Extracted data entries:
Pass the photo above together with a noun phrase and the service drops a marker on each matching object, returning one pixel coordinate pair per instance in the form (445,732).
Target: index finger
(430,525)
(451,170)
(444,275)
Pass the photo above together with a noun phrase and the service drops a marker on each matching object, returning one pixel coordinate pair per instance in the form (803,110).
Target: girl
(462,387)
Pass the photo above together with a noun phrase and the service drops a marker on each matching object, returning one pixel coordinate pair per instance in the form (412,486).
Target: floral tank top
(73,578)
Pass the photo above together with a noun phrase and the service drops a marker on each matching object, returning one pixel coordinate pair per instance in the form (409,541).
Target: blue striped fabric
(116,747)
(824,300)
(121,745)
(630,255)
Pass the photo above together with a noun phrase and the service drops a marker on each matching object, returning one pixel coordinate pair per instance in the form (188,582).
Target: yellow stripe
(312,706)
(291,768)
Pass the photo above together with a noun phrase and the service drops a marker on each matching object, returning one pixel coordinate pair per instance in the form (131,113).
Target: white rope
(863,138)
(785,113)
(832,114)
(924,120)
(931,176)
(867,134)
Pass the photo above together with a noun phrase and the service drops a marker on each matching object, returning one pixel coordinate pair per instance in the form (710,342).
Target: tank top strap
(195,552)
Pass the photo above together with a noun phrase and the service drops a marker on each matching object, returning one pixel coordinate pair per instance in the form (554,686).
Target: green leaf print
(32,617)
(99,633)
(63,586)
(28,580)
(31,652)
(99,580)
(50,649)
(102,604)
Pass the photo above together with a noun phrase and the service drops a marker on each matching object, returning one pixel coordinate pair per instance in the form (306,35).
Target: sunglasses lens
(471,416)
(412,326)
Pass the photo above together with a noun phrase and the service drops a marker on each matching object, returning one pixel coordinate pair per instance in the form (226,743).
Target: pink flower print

**Problem:**
Rewrite the items from the line containing "the form (710,342)." through the end of the items, requests included, multiplying each pixel coordinate in the answers by 1.45 and rounding to the nearest whole number, with halves rounded up. Leave every number in the requests and their format samples unchanged.

**Exercise result:**
Pass the photo above together with a noun phrase and the service drops a marker on each matching object, returning one pixel coordinate pair per instance in the form (710,342).
Target: tank top strap
(283,800)
Pass the photo above together with a noun phrase and the service drops a marker on each matching object, returning one pixel coordinate pair per instance in the form (554,686).
Target: green leaf print
(46,895)
(144,918)
(91,850)
(41,841)
(45,945)
(144,841)
(73,941)
(148,876)
Pass the photo above together with a noun phrase and the service drops a marker on each matching object, returning one pixel coordinate pair per instance in the form (306,35).
Target: sunglasses lens
(683,603)
(597,473)
Pass the photo above together with a noun phrase and the service drops a marker on each matching object, returning one pixel coordinate pair per instance in the form (226,743).
Target: pink flower print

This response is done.